Task instructions:
Copy the following records line for line, changing nothing.
------ Data
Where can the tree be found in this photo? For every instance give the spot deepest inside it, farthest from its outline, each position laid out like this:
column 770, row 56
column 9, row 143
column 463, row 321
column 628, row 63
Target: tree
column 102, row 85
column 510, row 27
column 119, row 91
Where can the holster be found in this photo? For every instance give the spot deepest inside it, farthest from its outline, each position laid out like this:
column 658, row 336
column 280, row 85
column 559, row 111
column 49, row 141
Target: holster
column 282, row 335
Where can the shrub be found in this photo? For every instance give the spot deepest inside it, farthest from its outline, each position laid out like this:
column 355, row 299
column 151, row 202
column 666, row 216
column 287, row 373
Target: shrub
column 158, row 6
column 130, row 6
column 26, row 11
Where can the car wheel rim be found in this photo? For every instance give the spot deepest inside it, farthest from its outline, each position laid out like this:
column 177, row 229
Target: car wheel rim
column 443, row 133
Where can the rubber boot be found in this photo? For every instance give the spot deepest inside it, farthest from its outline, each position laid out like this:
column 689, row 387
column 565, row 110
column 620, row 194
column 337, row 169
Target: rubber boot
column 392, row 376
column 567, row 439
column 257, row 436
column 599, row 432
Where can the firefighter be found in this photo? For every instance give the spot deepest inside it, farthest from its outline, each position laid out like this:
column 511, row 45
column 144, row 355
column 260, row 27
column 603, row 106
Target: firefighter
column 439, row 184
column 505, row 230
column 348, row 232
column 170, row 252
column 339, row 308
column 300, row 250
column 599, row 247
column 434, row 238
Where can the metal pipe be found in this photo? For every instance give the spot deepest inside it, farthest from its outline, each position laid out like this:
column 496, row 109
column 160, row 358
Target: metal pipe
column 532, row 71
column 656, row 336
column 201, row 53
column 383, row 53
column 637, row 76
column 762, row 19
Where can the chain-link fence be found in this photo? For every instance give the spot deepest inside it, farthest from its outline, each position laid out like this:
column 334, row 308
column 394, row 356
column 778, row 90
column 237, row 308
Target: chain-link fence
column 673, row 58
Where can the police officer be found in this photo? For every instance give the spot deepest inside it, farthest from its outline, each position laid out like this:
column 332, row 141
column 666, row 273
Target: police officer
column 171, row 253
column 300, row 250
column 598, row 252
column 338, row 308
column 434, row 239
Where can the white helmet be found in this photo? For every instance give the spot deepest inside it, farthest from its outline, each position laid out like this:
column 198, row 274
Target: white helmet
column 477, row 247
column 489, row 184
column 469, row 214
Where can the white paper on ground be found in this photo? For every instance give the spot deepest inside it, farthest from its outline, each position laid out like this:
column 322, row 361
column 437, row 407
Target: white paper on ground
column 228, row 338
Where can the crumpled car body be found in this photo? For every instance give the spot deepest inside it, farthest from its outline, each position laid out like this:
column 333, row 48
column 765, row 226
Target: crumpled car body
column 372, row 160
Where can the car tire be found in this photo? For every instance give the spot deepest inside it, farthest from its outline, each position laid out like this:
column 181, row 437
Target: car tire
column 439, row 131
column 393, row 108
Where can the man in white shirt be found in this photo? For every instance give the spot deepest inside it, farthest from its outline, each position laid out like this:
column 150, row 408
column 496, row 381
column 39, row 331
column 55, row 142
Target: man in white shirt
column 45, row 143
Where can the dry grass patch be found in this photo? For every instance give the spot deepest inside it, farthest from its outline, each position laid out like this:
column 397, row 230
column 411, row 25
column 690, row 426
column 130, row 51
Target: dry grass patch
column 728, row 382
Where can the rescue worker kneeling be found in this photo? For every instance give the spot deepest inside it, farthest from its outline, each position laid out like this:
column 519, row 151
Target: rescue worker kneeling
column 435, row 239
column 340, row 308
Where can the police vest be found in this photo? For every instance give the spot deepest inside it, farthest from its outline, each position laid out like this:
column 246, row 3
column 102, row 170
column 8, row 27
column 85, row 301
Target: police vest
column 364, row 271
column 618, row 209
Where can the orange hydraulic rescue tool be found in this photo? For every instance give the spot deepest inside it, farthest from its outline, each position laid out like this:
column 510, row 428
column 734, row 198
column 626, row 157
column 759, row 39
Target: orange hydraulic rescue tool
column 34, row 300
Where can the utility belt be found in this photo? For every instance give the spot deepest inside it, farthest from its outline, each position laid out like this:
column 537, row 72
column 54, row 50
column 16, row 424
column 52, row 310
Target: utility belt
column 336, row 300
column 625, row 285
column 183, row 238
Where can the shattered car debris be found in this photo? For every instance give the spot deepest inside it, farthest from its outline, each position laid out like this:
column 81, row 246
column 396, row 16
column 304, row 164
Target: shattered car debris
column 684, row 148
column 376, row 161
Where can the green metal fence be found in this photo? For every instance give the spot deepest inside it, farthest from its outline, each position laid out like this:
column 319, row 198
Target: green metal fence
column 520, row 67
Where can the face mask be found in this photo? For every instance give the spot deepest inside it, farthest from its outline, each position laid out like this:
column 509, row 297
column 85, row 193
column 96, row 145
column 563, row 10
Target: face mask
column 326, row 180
------------
Finished task:
Where can the tree be found in this photo? For every instance give the spot deepest inside it, farthest from its outline, each position laid out like this:
column 770, row 56
column 9, row 143
column 463, row 321
column 628, row 63
Target: tree
column 102, row 85
column 510, row 27
column 119, row 91
Where can the holster be found in this photo? For every instance give the spot deepest inside it, farthest from its outline, each position laid out like this:
column 658, row 336
column 280, row 85
column 559, row 111
column 49, row 141
Target: holster
column 282, row 335
Where can the shrub be found in this photo? For every instance give the spot deepest inside it, farthest from its outline, each position laid out like this:
column 355, row 299
column 151, row 202
column 666, row 216
column 287, row 373
Target: shrub
column 158, row 6
column 130, row 6
column 26, row 11
Where can the car wheel rim be found in this photo? For every instance give the spot deepest inside it, farthest from its outline, each position laid out like this:
column 177, row 229
Target: car wheel rim
column 443, row 133
Where can the rubber boot be found in this photo? For every instance give the spot deepest inside it, farthest from its outline, each position laid out like this:
column 689, row 387
column 565, row 110
column 620, row 194
column 337, row 169
Target: rubber boot
column 392, row 376
column 567, row 439
column 257, row 436
column 599, row 432
Where can the firefighter be found in this photo? For every instance give the spot deepest inside it, farthest from its outline, each position laid out like this:
column 511, row 45
column 144, row 355
column 260, row 27
column 603, row 106
Target: firefighter
column 439, row 184
column 505, row 230
column 348, row 232
column 170, row 252
column 339, row 308
column 300, row 250
column 599, row 247
column 434, row 238
Where can the metal pipe be found in this photo? For every instance give the spot deepest inside it, farthest from its outline, each position laid out like this:
column 496, row 109
column 160, row 358
Target: metal pipe
column 532, row 71
column 656, row 336
column 201, row 53
column 383, row 53
column 637, row 76
column 762, row 19
Where can the chain-link fence be found in this photo? For every instance give the spot deepest inside it, farthest from its outline, each position laid out like this:
column 334, row 308
column 394, row 356
column 778, row 90
column 237, row 308
Target: chain-link fence
column 673, row 58
Where can the police officer be found in this photo? For every instance give the spot deepest inside it, farthest from its outline, each position laid out like this:
column 332, row 141
column 666, row 273
Target: police officer
column 171, row 253
column 300, row 250
column 598, row 252
column 338, row 308
column 434, row 239
Where can the white helmet be found in this photo? For every instance give the spot deepest inside it, farthest from its outline, each position laid out like this:
column 198, row 274
Target: white helmet
column 477, row 247
column 489, row 184
column 469, row 214
Where can the white paper on ground be found in this photo? For every instance give the spot deepest inside it, farthest from its outline, each position laid out like this:
column 322, row 361
column 437, row 407
Target: white paper on ground
column 228, row 338
Where can the crumpled car body be found in this photo? For every instance give the spot deepest inside it, farthest from its outline, each position laid out like this:
column 333, row 48
column 765, row 226
Target: crumpled car body
column 372, row 160
Where can the car tire be found in this photo? For every instance give the spot deepest inside it, farthest from its outline, each position laid out like this:
column 181, row 437
Target: car tire
column 439, row 131
column 393, row 108
Where can the man in white shirt be found in this photo? For every instance give the spot deepest inside it, farthest from its outline, each position laid out like this:
column 150, row 408
column 496, row 381
column 39, row 331
column 55, row 142
Target: man in white shirt
column 45, row 143
Where can the dry grass patch be found in this photo? For every instance give the spot deepest inside it, farthest from its outline, each position laid out like this:
column 397, row 230
column 411, row 25
column 690, row 426
column 130, row 51
Target: dry grass patch
column 728, row 382
Where can the rescue worker kneeling be found in this photo? For every instance give the spot deepest inside it, farthest from its outline, each position laid out like this:
column 519, row 151
Target: rescue worker kneeling
column 435, row 239
column 340, row 308
Where can the police vest be found in this photo? For every instance give the spot deepest inside it, farthest from its outline, each position laid out like this:
column 246, row 3
column 102, row 170
column 8, row 27
column 85, row 301
Target: police vest
column 364, row 271
column 618, row 209
Where can the orange hydraulic rescue tool be found in this photo? For every instance give the spot deepest inside it, farthest from its outline, each position laid out like this:
column 510, row 428
column 734, row 198
column 626, row 157
column 759, row 39
Target: orange hydraulic rescue tool
column 34, row 300
Where can the utility belt be found in this photo? For every instance give the spot deepest inside it, farthest from its outline, each position laid out like this:
column 537, row 72
column 54, row 50
column 16, row 424
column 52, row 310
Target: utility belt
column 336, row 300
column 625, row 285
column 183, row 238
Where can the shattered car debris be found in this photo? For every instance give the spot deepest inside it, farthest from its outline, each position laid out like this:
column 81, row 246
column 396, row 16
column 304, row 164
Target: shattered car debris
column 684, row 148
column 376, row 161
Where can the green metal fence be found in this photo? For every instance give the spot deepest inside it, farthest from its outline, each position laid out like this:
column 319, row 198
Target: green metal fence
column 520, row 67
Where can the face mask be found in this photo? For every instance give the spot deepest inside it, farthest from its outline, each position laid out like this:
column 509, row 297
column 85, row 193
column 96, row 145
column 563, row 10
Target: face mask
column 326, row 180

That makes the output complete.